→ Activity:
Using the profile of Amy Giuffrida below, answer yes or no to whether each statement agrees with it, quoting the deciding words: 1. She will consider romantasy for YA submissions. 2. She is closed to all middle grade. 3. Women's fiction is one of her clearest lanes.

→ Extracted text:
She was observed open as of mid-April 2026. She has previously used limited submission windows (for example, a window that closed February 7, 2025), so you should verify the live form status before submitting—do not rely solely on this profile.
Does Amy Giuffrida represent romantasy?
No. She explicitly states she is not considering romantasy at this time, and this applies to both adult and YA submissions. Do not pitch romantasy to her.
What does Amy Giuffrida represent that she is best known for?
Her clearest lanes are adult romance (particularly paranormal, dark, historical, and contemporary—but not romantasy), adult horror and speculative fiction with feminist and cultural depth, women's fiction (upmarket, commercial, and book-club), and high-stakes YA. Her personal favorites and named touchstones consistently cluster in these areas.
Does Amy Giuffrida represent picture books or middle grade?
No. She is closed to ALL picture books and ALL middle grade. These are flat hard stops with no exceptions stated.

→ Provided data:
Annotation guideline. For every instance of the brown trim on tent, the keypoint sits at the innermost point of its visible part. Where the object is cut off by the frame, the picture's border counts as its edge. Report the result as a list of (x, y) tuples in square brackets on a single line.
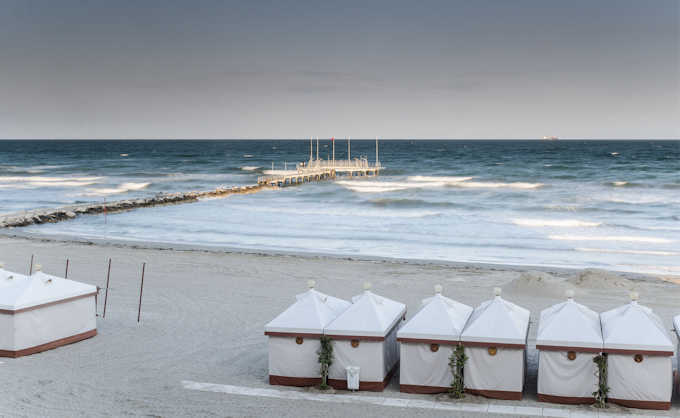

→ Reply:
1. No: "She explicitly states she is not considering romantasy at this time, and this applies to both adult and YA submissions."
2. Yes: "She is closed to ALL picture books and ALL middle grade."
3. Yes: "Her clearest lanes are adult romance (particularly paranormal, dark, historical, and contemporary—but not romantasy), adult horror and speculative fiction with feminist and cultural depth, women's fiction (upmarket, commercial, and book-club), and high-stakes YA."